--- Provided text ---

============

In my experience in silicon valley, people start with building something small/simple (but in a big market), get little drips of funding from investors as they show progress. If they fail at any point along the way, there's value in what they've created, and they exit for whatever they get. The later you exit, typically the further along you get, and the bigger the exit. That's why the diversity of outcomes in the valley are everything from zero to billions, and companies raise anywhere from zero to a dozen rounds of funding.

At any inflection point in the business, you have lots of options: you can sell, raise more money, raise more and cash out some shares, you can quit, you can make yourself chairman and have your cofoudner run it, you can do nothing and grow it organically, etc., etc.

Each one of the choices above are part of your arsenal of options at almost any point. The people who choose to raise tons of money, not cash out at all, and then who fail- well, they made a series of active decisions to do all of that. They're big boys.

============

--- Dataset excerpt ---
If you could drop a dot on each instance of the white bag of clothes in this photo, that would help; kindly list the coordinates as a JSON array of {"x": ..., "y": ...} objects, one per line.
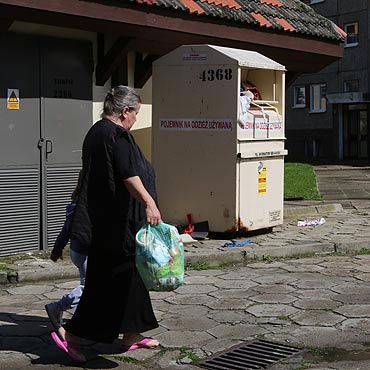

============

--- Task requirements ---
1. Write out the Silicon Valley passage from "At any inflection" to "organically, etc., etc.".
2. List every option the Silicon Valley passage names as available at an inflection point in the business.
The lines after the Silicon Valley passage are separate material.

--- Answers per task ---
1.
At any inflection point in the business, you have lots of options: you can sell, raise more money, raise more and cash out some shares, you can quit, you can make yourself chairman and have your cofoudner run it, you can do nothing and grow it organically, etc., etc.

2.
- sell
- raise more money
- raise more and cash out some shares
- quit
- make yourself chairman and have your cofoudner run it
- do nothing and grow it organically